Return the entries that follow exactly, with no images.

Material provided>
[Start of section]
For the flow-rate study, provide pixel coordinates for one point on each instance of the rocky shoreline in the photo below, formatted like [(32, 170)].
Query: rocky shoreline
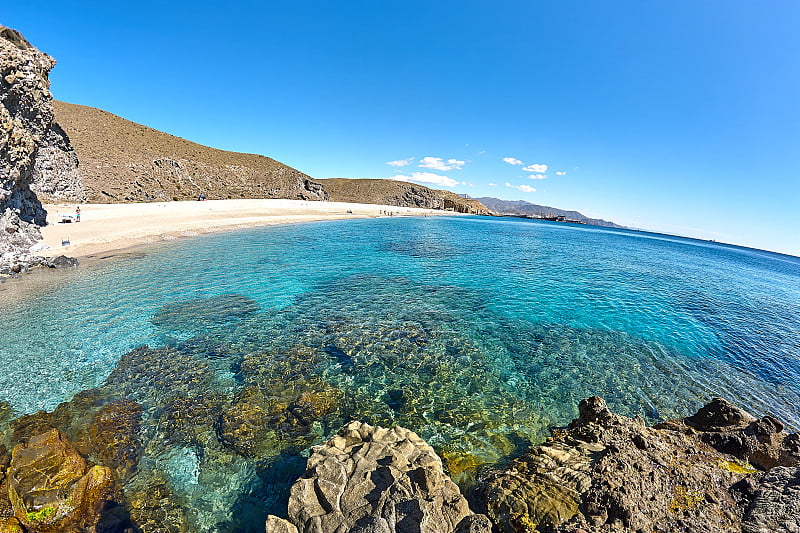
[(719, 470)]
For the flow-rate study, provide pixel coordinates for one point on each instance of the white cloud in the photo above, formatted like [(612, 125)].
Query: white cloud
[(536, 167), (523, 188), (437, 163), (426, 177)]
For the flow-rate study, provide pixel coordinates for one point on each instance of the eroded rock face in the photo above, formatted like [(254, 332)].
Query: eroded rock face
[(609, 472), (33, 150), (52, 488), (372, 479)]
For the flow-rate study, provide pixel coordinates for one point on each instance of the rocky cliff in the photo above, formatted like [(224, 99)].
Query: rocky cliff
[(33, 149), (399, 193), (122, 161)]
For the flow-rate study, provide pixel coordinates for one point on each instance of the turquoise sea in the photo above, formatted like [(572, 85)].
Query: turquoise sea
[(479, 333)]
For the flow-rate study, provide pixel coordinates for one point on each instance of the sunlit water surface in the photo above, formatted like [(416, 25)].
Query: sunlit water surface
[(480, 334)]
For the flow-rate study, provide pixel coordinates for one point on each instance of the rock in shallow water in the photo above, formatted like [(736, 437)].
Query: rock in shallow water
[(372, 479), (52, 488), (612, 473)]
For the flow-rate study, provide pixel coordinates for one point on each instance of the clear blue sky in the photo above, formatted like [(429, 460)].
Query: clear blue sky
[(679, 116)]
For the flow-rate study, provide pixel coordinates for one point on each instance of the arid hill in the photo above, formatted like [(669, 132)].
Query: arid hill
[(122, 161), (399, 193)]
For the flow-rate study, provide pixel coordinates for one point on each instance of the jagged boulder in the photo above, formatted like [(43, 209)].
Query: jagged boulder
[(33, 148), (609, 472), (372, 479), (51, 487)]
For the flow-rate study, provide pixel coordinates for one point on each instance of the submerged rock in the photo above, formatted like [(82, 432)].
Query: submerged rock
[(774, 501), (372, 479), (113, 436), (52, 488)]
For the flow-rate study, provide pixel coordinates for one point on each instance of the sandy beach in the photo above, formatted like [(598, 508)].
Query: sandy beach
[(111, 227)]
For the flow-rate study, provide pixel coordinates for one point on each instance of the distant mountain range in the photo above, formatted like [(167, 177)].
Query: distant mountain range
[(523, 208)]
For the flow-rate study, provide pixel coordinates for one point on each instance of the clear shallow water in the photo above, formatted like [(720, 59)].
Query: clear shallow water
[(478, 333)]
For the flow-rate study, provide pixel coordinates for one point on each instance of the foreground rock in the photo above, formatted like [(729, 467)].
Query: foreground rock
[(372, 479), (33, 149), (51, 488), (399, 193), (612, 473)]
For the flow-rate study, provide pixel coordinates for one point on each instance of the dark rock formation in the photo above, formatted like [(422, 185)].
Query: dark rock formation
[(122, 161), (774, 501), (33, 149), (527, 209), (372, 479), (204, 313), (608, 472), (399, 193)]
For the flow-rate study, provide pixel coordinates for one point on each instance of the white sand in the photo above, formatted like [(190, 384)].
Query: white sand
[(110, 227)]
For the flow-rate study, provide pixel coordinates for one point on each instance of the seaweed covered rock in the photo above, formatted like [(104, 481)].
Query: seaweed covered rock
[(34, 150), (609, 472), (372, 479), (52, 488)]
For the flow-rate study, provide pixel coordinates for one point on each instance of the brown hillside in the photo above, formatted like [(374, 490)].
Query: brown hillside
[(399, 193), (121, 161)]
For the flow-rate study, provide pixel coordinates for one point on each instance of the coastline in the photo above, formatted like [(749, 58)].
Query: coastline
[(106, 228), (107, 231)]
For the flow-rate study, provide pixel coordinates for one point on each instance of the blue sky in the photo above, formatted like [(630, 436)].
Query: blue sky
[(678, 116)]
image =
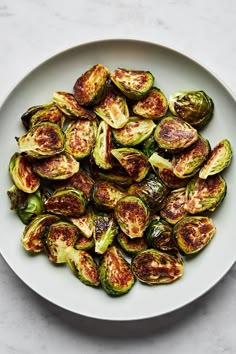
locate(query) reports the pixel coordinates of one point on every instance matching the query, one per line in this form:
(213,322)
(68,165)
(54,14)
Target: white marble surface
(32,30)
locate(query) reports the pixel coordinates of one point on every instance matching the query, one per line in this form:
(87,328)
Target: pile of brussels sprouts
(116,181)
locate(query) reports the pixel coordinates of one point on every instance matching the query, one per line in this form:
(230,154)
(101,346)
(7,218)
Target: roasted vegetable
(134,84)
(133,161)
(115,273)
(42,140)
(22,174)
(67,201)
(220,158)
(153,106)
(132,215)
(205,194)
(90,88)
(193,233)
(33,236)
(174,134)
(113,110)
(156,267)
(195,107)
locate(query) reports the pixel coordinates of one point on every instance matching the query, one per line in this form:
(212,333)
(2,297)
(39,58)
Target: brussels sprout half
(80,138)
(153,106)
(22,174)
(205,194)
(174,134)
(134,84)
(115,273)
(33,236)
(220,158)
(133,161)
(113,110)
(156,267)
(195,107)
(90,88)
(193,233)
(132,215)
(42,140)
(68,201)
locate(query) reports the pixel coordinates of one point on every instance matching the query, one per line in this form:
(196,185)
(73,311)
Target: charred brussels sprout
(193,233)
(105,230)
(132,216)
(159,235)
(205,194)
(220,158)
(83,266)
(133,161)
(80,138)
(195,107)
(113,110)
(60,236)
(174,134)
(151,190)
(33,236)
(58,167)
(131,246)
(134,132)
(69,201)
(42,140)
(174,209)
(67,103)
(22,174)
(156,267)
(134,84)
(115,273)
(106,195)
(153,106)
(90,88)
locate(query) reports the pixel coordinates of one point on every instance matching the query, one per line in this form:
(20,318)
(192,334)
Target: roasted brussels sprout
(132,215)
(195,107)
(80,138)
(134,132)
(67,103)
(205,194)
(189,161)
(156,267)
(27,206)
(220,158)
(33,236)
(22,174)
(151,190)
(59,236)
(174,209)
(193,233)
(102,150)
(153,106)
(105,230)
(131,246)
(133,161)
(106,195)
(42,140)
(113,110)
(115,273)
(174,134)
(90,88)
(159,235)
(68,201)
(37,114)
(134,84)
(58,167)
(83,266)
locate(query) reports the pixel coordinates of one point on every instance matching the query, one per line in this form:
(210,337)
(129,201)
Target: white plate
(173,72)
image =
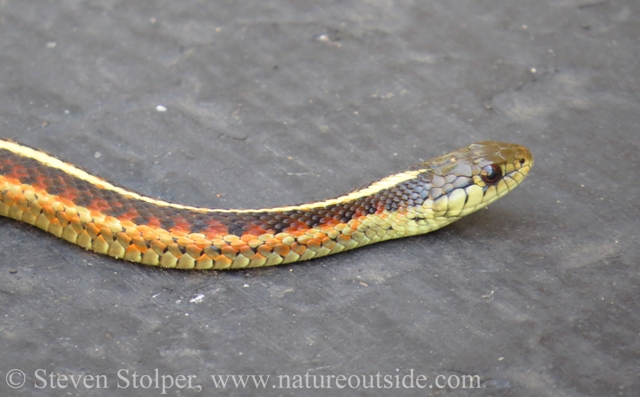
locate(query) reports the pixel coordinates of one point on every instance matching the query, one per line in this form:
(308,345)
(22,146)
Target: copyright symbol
(15,378)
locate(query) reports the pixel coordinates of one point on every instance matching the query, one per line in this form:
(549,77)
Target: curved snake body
(93,213)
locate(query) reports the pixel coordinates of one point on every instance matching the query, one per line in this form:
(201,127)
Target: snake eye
(491,174)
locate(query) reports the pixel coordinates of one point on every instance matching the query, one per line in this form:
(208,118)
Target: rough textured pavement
(276,102)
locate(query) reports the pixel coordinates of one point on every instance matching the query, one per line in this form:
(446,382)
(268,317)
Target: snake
(84,209)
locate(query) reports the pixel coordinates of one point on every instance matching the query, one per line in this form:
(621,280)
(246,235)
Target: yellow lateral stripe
(70,169)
[End of section]
Written answer>
For the flow-rate study, provide pixel coordinates for one point on each instance of the rocky shoreline in the photo below, formatted like [(32, 170)].
Query: rocky shoreline
[(719, 470)]
For the flow-rate study, provide pixel coordinates for one point on each instance of the white cloud in the photo above, formatted like [(612, 125)].
Query: white cloud
[(536, 167), (523, 188), (437, 163), (426, 177)]
For the flow-rate study, provide pixel coordinates for one point on each instance of the eroded rock face in the photo above, formatted like [(254, 332)].
Query: eroded rock face
[(609, 472), (33, 150), (52, 488), (372, 479)]
For the flow-rate study, provide pixel coordinates for one point on each instance of the rocky cliff in the photo above, formatted like [(224, 99)].
Query: rocky cliff
[(33, 149), (399, 193), (122, 161)]
For the flow-rate study, provide pixel coordinates for one point on each instance of the turquoise sea in the photo above, formatted like [(572, 85)].
Query: turquoise sea
[(479, 333)]
For the flow-rate study, provide pixel coordinates for one point on each instance of the sunlit water surface in the photo above, formatted like [(416, 25)].
Query: sunlit water surface
[(480, 334)]
For the flow-rate study, provide pixel coordinates for one point on each instance of the rock in shallow water in the photo above, formatted like [(736, 437)].
Query: rock in shallow water
[(372, 479), (52, 488), (612, 473)]
For the flow-rate study, provide pixel coordinates for one point on each instance of the clear blue sky in the photo above, formatted like [(429, 460)].
Query: clear blue sky
[(679, 116)]
For the flow-rate study, provide pixel coordinates for one point on each instance of the arid hill in the photo above, formatted like [(669, 132)].
Query: arid hill
[(122, 161), (399, 193)]
For the flow-rate study, provide pixel coordinates for one point on each instance of the jagged boulder in the photo above, formatted like [(43, 209)].
Query: jagged boulder
[(33, 148), (609, 472), (372, 479), (51, 487)]
For the flow-rate study, provide pixel coordinates for one point on each instance of the submerged rock in the photo above, formatted like [(82, 432)].
Query: submerged rock
[(774, 501), (372, 479), (113, 436), (52, 488)]
For the flow-rate study, provide pixel coordinates for one point on each instance of the sandy beach in the photo above, formatted like [(598, 508)].
Query: sandy beach
[(111, 227)]
For the flow-rate study, provide pixel coordinates for one point on each instance of the distant mountain range in the photo above, formatted like [(167, 177)].
Query: distant mountain range
[(523, 208)]
For the flow-rate study, provide pixel coordinates for one point on each instance of the clear shallow water in the photo above, formatted like [(720, 59)].
Query: clear shallow water
[(478, 333)]
For the flow-rate study, provide pixel coordinates for one point on each instance of the foreground rock in the photo above, formatted like [(729, 467)].
Query: foreground rock
[(372, 479), (33, 149), (51, 488), (399, 193), (612, 473)]
For the flow-rate study, provide pixel coordinates for one point on each instance of the dark rock formation in the photo above, formatted like [(422, 185)].
Query: dark rock formation
[(122, 161), (774, 501), (33, 149), (527, 209), (372, 479), (204, 313), (608, 472), (399, 193)]
For the flow-rate study, provide pixel coordinates for one point on each instance of the white sand in the photo above, formatted like [(190, 384)].
Query: white sand
[(110, 227)]
For the flow-rate study, provide pixel coordinates for one point on each instance of the seaweed covered rock in the photo above, formatted like [(104, 481)].
Query: seaweed covered rock
[(34, 150), (609, 472), (372, 479), (52, 488)]
For the flow-rate study, provide pixel coordinates for one point on each instance of the brown hillside in the photo above, formatted like [(374, 490)].
Query: brown hillside
[(399, 193), (121, 161)]
For the flow-rate study, provide pixel coordinates for one point on each instance of the coastline in the photo above, formatted like [(749, 58)].
Query: coastline
[(106, 228), (107, 231)]
For the flow-rate study, provide pixel coordinates for one point on each instance of the blue sky in the photo above, formatted like [(630, 436)].
Query: blue sky
[(678, 116)]
image =
locate(query) reports the pixel coordinates of one point on every instance matching the query, one per line in this form:
(213,322)
(68,165)
(54,14)
Target: white marble surface
(32,30)
locate(query) reports the pixel coordinates of one point on every instance matching the query, one per line in this form:
(87,328)
Target: pile of brussels sprouts
(116,181)
locate(query) reports the pixel coordinates of one point on every instance matching the query, one per line in this form:
(230,154)
(101,346)
(7,218)
Target: roasted vegetable
(134,84)
(133,161)
(115,273)
(42,140)
(22,174)
(67,201)
(220,158)
(153,106)
(132,215)
(205,194)
(90,88)
(193,233)
(33,236)
(174,134)
(113,110)
(156,267)
(195,107)
locate(query) reports the pixel coordinates of one point on every instance matching the query, one per line in this form:
(212,333)
(2,297)
(39,58)
Target: brussels sprout half
(80,138)
(153,106)
(22,174)
(205,194)
(174,134)
(134,84)
(115,273)
(33,236)
(220,158)
(133,161)
(113,110)
(156,267)
(195,107)
(90,88)
(193,233)
(132,215)
(42,140)
(68,201)
locate(query) reports the pixel coordinates of one point on every instance matching the query, one per line in this form:
(196,185)
(73,311)
Target: charred brussels sprout
(193,233)
(105,230)
(132,216)
(159,235)
(205,194)
(220,158)
(83,266)
(133,161)
(80,138)
(195,107)
(113,110)
(60,236)
(174,134)
(151,190)
(33,236)
(58,167)
(131,246)
(134,132)
(69,201)
(42,140)
(174,209)
(67,103)
(22,174)
(156,267)
(134,84)
(115,273)
(106,195)
(153,106)
(90,88)
locate(query) reports the pixel coordinates of one point on every instance matching the query, one per line in this form:
(20,318)
(192,334)
Target: roasted brussels sprout
(132,215)
(195,107)
(80,138)
(134,132)
(67,103)
(205,194)
(189,161)
(156,267)
(27,206)
(220,158)
(33,236)
(22,174)
(151,190)
(59,236)
(174,209)
(193,233)
(102,150)
(153,106)
(105,230)
(131,246)
(133,161)
(106,195)
(42,140)
(113,110)
(115,273)
(174,134)
(90,88)
(159,235)
(68,201)
(37,114)
(134,84)
(58,167)
(83,266)
locate(query) reports the pixel coordinates of one point on every instance matching the query, one per line in this form:
(210,337)
(129,201)
Target: white plate
(173,72)
image =
locate(query) reports the pixel coordinates of one point on every instance matching the query, one per line in this form:
(308,345)
(22,146)
Target: copyright symbol
(15,378)
locate(query) reports the pixel coordinates of one point on every instance matching the query, one per line in this form:
(549,77)
Target: curved snake body
(93,213)
locate(query) reports the pixel coordinates of one point on every instance matching the query, one per line in this form:
(201,127)
Target: snake eye
(491,174)
locate(query) reports the pixel coordinates of one point on every instance matching the query, one per line in this form:
(208,118)
Target: rough textured pavement
(276,102)
locate(query) reports the pixel coordinates of one point on every instance matching the query, one per line in this form:
(446,382)
(268,317)
Target: snake
(84,209)
locate(query) reports the pixel coordinates of one point on every instance matching the query, one per line in this form:
(621,280)
(246,235)
Target: yellow lateral stripe
(70,169)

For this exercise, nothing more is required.